For this exercise, output the line containing "Spot the door handle" and all lines after it to the end of the records, exactly, with no other content.

━━━ SOURCE MATERIAL

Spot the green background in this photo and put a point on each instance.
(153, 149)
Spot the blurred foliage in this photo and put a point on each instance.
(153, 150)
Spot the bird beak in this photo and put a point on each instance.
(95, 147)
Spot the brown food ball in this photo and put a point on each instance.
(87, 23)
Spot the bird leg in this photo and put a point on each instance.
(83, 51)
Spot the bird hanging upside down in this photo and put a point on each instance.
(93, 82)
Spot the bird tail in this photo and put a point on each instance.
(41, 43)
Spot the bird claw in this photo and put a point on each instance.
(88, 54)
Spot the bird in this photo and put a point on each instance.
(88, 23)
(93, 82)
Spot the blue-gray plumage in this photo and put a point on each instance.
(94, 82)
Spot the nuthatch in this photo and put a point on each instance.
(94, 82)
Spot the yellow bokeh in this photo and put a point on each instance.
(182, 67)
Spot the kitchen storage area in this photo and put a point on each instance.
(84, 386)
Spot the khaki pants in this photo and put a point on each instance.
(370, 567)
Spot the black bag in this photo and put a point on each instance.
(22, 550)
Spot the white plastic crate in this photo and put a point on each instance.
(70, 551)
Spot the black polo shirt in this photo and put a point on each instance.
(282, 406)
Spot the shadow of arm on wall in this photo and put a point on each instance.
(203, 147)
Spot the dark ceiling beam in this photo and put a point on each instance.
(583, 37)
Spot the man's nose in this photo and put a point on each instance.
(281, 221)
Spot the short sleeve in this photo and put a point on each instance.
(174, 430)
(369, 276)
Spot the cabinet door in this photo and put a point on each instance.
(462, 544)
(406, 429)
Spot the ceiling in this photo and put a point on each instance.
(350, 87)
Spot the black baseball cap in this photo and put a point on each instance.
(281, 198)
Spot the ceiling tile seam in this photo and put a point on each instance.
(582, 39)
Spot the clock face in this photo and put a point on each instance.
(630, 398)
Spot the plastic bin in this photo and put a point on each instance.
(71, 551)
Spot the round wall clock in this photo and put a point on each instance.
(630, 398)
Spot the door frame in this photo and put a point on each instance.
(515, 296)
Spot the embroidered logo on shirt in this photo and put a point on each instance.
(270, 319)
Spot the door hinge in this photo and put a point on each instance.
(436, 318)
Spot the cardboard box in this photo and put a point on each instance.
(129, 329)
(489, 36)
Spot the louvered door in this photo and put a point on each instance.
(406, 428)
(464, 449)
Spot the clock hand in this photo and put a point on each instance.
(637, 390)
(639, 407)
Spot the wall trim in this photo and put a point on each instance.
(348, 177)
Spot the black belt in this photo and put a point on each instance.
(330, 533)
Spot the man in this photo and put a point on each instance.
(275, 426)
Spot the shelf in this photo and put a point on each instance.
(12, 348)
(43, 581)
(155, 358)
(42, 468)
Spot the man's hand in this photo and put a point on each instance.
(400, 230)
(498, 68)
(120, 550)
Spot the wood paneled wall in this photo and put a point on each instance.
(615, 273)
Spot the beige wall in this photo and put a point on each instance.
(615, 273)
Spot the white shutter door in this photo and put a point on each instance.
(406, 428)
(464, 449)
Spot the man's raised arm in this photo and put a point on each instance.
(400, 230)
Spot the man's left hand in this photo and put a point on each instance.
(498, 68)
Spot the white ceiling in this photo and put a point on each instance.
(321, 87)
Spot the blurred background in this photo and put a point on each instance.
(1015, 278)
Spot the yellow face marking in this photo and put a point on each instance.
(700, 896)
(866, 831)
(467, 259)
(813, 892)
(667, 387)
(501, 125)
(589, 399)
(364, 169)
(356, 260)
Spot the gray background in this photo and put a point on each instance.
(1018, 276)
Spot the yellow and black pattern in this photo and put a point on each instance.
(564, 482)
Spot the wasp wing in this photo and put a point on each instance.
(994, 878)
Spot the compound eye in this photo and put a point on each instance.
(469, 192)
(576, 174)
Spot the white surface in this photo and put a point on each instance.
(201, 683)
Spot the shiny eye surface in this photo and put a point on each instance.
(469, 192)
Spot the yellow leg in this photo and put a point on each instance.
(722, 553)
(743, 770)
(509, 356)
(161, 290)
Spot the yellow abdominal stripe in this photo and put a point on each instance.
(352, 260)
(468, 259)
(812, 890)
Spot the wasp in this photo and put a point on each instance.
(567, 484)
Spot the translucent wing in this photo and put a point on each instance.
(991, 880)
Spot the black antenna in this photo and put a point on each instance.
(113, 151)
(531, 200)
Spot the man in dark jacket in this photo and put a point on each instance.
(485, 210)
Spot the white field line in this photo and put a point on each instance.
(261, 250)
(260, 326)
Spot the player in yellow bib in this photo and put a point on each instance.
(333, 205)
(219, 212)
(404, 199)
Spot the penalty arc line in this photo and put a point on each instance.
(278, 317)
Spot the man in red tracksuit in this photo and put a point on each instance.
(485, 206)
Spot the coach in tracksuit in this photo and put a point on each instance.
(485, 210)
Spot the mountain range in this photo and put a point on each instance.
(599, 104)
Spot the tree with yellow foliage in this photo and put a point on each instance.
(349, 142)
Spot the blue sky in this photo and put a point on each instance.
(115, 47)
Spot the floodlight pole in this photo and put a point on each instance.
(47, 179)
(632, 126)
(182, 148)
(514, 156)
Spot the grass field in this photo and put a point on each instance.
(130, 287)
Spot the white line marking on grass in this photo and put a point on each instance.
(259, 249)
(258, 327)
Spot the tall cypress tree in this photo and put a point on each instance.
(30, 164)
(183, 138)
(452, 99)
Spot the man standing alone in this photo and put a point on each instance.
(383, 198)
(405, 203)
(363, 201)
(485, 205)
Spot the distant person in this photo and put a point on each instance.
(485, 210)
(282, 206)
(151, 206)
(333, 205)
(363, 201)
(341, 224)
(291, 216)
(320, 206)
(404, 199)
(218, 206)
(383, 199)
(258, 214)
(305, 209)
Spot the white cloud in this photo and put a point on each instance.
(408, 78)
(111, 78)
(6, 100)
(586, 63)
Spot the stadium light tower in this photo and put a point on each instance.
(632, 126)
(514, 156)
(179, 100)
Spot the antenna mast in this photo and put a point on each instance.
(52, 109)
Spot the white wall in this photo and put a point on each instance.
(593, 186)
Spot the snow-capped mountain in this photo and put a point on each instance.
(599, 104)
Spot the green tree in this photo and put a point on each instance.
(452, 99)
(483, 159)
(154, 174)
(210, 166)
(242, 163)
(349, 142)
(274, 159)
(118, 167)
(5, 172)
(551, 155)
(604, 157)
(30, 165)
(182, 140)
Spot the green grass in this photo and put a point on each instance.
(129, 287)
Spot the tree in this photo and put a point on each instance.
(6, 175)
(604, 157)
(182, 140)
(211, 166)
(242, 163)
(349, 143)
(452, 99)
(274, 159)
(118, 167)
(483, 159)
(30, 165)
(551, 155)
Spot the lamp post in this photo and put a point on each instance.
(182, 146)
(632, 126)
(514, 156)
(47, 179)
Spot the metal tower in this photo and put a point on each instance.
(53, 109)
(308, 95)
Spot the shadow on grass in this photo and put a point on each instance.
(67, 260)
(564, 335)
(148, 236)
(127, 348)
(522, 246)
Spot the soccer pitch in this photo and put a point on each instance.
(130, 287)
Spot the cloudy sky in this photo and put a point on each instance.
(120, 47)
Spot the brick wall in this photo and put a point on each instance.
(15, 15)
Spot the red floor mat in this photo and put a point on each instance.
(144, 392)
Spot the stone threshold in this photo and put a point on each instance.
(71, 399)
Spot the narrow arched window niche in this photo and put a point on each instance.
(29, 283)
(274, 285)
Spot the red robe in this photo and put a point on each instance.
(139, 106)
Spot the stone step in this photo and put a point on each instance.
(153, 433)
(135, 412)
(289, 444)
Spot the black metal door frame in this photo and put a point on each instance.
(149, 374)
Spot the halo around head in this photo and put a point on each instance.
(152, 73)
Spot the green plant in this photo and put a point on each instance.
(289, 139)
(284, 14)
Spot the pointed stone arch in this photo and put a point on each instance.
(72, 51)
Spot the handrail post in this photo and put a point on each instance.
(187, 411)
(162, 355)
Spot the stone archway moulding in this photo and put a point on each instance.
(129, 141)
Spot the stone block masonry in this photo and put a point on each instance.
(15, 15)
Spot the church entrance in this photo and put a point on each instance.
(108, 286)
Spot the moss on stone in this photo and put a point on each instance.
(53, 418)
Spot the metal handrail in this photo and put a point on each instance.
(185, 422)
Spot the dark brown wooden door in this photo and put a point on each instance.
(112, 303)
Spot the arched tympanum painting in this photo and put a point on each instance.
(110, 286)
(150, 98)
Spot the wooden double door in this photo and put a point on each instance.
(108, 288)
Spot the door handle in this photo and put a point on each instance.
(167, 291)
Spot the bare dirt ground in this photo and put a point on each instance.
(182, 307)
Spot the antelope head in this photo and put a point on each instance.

━━━━━━

*WRITTEN ANSWER:*
Spot the door handle in this photo and put a point on each instance.
(167, 291)
Spot the bare dirt ground in this photo and put a point on each instance.
(182, 307)
Spot the antelope head in this photo and put a point on each instance.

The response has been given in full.